++++ Information shown

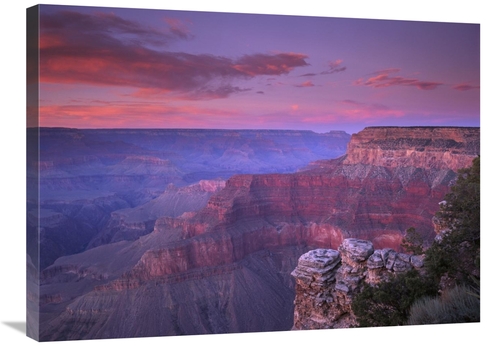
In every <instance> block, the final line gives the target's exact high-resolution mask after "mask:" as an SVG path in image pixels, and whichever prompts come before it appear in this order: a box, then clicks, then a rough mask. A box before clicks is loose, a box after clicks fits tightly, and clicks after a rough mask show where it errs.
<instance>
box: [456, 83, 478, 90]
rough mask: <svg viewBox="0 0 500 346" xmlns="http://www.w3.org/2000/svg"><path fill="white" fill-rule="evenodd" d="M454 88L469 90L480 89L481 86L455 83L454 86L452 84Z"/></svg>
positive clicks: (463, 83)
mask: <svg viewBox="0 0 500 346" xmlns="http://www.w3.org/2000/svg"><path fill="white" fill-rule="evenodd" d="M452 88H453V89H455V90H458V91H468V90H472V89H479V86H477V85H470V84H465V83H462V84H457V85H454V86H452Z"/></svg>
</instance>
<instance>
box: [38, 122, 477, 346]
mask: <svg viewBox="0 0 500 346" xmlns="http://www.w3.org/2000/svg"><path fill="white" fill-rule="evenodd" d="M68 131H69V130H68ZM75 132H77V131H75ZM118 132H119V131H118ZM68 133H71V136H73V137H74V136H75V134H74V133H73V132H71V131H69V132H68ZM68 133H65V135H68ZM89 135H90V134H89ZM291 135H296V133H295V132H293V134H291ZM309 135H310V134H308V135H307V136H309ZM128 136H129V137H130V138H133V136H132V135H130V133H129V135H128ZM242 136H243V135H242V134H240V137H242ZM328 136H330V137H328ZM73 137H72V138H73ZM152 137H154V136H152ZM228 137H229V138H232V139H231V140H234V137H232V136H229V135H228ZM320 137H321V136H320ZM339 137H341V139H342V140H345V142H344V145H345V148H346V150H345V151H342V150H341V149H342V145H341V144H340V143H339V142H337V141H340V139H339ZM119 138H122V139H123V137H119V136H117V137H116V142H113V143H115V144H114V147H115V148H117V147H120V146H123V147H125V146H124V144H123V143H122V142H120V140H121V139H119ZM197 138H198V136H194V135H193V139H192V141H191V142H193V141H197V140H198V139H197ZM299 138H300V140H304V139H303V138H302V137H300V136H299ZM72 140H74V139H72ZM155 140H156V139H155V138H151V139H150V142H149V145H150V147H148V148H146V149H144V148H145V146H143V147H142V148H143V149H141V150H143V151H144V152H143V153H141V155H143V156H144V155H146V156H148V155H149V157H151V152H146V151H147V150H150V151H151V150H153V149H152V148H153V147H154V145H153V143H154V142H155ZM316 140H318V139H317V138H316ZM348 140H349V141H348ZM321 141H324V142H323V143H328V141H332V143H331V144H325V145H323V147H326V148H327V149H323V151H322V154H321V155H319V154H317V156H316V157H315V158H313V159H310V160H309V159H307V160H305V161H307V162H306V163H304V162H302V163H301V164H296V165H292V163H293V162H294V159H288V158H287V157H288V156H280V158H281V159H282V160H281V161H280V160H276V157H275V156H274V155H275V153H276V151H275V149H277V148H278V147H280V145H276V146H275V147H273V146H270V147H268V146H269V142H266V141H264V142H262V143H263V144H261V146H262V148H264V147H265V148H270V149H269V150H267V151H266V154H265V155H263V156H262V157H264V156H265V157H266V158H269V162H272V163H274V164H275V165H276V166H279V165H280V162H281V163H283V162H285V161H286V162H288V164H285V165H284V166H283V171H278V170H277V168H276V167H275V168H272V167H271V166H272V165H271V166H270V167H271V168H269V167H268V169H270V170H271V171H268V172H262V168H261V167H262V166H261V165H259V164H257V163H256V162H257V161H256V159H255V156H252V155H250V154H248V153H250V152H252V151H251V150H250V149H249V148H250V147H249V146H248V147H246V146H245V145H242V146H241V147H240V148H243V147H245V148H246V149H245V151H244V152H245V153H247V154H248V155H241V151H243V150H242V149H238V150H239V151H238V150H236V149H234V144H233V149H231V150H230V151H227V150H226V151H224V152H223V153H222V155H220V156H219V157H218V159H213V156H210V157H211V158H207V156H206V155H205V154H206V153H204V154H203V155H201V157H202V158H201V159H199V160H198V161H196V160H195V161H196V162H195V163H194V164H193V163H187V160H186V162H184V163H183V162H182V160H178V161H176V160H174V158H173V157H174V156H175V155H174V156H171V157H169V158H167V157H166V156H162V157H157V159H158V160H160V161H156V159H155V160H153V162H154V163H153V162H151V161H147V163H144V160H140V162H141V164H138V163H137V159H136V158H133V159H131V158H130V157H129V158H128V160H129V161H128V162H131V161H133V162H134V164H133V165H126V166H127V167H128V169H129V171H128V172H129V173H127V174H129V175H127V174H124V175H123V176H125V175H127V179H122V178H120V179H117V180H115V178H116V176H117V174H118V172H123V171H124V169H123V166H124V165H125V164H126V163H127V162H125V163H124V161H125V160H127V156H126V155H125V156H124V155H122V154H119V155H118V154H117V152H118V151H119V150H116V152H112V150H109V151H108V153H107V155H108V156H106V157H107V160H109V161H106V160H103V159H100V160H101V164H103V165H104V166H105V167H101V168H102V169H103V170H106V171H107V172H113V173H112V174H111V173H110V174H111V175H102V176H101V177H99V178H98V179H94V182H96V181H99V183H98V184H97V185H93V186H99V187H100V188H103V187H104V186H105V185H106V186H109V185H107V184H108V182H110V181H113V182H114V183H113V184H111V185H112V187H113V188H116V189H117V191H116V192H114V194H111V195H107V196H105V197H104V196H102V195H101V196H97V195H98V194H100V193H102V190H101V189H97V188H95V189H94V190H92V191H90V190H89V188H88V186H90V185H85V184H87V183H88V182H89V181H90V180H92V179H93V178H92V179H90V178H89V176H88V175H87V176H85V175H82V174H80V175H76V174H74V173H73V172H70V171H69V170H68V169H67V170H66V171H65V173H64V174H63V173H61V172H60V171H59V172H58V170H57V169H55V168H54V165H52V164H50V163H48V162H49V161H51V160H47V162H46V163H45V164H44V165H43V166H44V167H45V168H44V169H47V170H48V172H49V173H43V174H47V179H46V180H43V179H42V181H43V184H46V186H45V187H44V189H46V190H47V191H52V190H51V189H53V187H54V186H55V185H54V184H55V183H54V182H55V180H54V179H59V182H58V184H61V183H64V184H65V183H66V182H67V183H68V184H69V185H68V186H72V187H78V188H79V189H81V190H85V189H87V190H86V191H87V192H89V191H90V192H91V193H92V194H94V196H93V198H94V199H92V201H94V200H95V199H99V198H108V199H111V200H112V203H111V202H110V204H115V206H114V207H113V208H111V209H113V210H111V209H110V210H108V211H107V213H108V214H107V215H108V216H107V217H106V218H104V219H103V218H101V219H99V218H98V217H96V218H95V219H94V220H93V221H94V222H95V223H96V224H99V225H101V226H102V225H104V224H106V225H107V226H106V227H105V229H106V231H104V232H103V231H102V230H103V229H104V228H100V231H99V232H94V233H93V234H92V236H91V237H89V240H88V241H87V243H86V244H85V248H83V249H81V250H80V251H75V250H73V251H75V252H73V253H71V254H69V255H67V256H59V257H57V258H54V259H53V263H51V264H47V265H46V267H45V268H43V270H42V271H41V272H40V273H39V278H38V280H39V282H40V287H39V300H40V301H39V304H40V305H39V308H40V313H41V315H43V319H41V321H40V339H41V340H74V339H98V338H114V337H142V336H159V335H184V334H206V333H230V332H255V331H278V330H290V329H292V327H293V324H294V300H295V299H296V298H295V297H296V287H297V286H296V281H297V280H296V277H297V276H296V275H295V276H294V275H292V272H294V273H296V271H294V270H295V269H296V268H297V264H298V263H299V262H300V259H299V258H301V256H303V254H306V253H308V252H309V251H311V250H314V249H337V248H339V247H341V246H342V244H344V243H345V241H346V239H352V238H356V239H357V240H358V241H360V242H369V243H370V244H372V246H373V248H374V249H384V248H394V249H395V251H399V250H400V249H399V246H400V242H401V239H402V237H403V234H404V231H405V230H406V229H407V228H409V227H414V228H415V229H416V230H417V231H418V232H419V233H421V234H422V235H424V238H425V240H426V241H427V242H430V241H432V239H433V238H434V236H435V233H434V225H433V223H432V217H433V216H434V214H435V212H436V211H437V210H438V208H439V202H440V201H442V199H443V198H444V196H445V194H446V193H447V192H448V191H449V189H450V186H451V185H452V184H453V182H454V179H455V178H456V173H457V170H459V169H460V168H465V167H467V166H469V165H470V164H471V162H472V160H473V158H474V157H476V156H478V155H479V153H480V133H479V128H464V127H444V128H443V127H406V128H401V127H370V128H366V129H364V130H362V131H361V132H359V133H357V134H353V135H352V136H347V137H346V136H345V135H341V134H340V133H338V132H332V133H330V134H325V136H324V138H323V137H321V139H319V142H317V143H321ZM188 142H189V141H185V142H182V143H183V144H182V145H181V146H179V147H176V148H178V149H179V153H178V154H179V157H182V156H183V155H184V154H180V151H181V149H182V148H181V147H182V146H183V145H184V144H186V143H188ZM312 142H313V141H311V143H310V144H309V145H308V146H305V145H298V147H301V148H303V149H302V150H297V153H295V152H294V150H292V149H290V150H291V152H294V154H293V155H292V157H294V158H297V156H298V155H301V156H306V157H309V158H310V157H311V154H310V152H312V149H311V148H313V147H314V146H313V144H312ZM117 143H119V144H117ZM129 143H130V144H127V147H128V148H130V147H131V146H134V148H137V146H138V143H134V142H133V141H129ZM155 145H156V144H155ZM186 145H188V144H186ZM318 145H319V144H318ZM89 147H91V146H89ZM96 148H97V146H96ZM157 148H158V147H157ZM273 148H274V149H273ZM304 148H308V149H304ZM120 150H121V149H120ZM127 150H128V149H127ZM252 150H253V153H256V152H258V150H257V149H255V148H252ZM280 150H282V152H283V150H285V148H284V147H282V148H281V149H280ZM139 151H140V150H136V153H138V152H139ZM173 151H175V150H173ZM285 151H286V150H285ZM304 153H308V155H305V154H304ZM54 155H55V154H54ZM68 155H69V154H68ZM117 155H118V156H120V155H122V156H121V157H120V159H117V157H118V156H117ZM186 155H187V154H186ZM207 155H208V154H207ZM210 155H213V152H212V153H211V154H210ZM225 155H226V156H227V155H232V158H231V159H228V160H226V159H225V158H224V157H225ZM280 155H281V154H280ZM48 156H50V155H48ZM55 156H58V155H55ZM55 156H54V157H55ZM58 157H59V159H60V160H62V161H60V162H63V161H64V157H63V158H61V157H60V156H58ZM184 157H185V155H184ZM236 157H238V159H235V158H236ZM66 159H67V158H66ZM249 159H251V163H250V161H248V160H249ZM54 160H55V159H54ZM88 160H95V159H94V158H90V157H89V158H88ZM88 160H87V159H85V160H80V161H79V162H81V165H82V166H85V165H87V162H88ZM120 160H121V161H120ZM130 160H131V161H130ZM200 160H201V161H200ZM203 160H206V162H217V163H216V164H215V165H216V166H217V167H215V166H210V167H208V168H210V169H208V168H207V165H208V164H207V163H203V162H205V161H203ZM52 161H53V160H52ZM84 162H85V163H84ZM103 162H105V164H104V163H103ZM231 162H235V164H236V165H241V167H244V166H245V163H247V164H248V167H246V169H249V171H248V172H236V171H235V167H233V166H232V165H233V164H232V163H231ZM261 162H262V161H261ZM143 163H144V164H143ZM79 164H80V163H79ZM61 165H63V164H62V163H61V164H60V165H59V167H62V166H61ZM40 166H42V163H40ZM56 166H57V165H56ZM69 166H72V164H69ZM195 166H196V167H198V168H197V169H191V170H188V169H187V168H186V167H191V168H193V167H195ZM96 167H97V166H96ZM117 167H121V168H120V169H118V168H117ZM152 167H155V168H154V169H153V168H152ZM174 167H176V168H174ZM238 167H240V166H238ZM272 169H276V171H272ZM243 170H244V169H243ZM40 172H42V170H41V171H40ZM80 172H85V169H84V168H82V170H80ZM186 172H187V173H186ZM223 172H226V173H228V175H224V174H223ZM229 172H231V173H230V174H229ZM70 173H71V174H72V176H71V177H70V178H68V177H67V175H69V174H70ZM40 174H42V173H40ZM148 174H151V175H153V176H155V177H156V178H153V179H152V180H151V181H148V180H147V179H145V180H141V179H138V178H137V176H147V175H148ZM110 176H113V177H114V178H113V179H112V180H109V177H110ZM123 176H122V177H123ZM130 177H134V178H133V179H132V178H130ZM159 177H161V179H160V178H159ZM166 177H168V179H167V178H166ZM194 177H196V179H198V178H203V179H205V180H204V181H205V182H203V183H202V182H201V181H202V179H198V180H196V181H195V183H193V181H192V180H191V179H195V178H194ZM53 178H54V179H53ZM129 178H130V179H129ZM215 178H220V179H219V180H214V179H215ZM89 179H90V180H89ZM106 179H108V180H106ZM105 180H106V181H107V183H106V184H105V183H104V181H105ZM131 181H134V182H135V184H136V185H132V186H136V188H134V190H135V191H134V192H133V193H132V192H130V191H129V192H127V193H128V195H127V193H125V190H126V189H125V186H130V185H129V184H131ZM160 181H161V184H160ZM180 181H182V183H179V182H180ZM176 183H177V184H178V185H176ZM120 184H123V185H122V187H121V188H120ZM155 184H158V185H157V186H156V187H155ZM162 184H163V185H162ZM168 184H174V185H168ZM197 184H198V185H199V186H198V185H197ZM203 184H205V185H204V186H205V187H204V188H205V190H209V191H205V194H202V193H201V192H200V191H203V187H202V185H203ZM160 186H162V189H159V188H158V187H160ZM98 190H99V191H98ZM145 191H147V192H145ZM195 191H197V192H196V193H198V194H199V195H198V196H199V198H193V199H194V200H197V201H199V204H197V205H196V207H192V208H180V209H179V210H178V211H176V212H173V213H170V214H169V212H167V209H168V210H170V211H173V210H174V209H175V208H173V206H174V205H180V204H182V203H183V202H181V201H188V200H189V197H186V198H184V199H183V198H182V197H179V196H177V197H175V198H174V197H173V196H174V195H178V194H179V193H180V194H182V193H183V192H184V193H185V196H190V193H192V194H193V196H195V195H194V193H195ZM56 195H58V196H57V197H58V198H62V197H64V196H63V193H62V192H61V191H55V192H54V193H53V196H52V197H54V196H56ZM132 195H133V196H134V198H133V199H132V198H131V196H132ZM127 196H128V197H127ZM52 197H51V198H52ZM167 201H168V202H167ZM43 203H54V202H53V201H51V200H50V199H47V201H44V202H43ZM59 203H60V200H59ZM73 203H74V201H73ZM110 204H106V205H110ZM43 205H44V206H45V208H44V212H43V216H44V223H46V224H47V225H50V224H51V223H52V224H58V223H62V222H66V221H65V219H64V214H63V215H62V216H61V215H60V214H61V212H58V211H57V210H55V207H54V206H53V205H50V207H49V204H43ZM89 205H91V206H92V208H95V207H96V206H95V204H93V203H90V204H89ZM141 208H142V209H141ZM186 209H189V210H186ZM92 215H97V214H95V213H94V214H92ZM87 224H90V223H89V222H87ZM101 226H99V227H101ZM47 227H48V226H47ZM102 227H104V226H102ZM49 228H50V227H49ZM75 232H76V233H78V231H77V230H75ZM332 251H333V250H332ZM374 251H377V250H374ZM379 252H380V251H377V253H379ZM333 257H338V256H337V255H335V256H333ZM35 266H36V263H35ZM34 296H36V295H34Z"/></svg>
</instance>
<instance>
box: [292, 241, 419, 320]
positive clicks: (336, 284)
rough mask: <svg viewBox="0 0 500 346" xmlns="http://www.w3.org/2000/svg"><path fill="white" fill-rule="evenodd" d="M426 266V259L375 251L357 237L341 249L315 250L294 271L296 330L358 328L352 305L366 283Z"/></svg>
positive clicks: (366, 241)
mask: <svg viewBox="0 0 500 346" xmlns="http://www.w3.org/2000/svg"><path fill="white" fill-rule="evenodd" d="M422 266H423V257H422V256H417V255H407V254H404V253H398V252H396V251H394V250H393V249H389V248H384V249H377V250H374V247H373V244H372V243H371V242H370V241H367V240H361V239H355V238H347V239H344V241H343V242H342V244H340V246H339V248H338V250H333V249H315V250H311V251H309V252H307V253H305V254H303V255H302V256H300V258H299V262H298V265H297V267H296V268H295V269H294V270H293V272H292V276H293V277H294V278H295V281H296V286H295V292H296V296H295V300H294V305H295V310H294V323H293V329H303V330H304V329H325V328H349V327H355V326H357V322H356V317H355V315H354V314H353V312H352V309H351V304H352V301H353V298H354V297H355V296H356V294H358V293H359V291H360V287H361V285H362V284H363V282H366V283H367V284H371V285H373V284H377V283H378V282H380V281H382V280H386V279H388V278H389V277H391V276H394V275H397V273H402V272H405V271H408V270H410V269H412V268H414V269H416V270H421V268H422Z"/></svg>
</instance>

++++++++

#### [Your assignment]
Scan the lines above, and whenever one holds the string "rough", copy it.

#### [Output for this task]
In every <instance> block, the final line gives the target's exact high-resolution mask after "mask:" as an SVG path in image pixels, and whichever prompts come before it appear in this order: a box, then clicks, then a rough mask. A box before clicks is loose, a box after clicks fits tightly, and clicks after a rough mask show where it errs.
rough mask: <svg viewBox="0 0 500 346" xmlns="http://www.w3.org/2000/svg"><path fill="white" fill-rule="evenodd" d="M454 88L469 90L480 89L481 86L455 83L454 86L452 84Z"/></svg>
rough mask: <svg viewBox="0 0 500 346" xmlns="http://www.w3.org/2000/svg"><path fill="white" fill-rule="evenodd" d="M426 266V259L375 251L357 237L341 249L315 250L294 271L296 330L358 328L352 305L366 283Z"/></svg>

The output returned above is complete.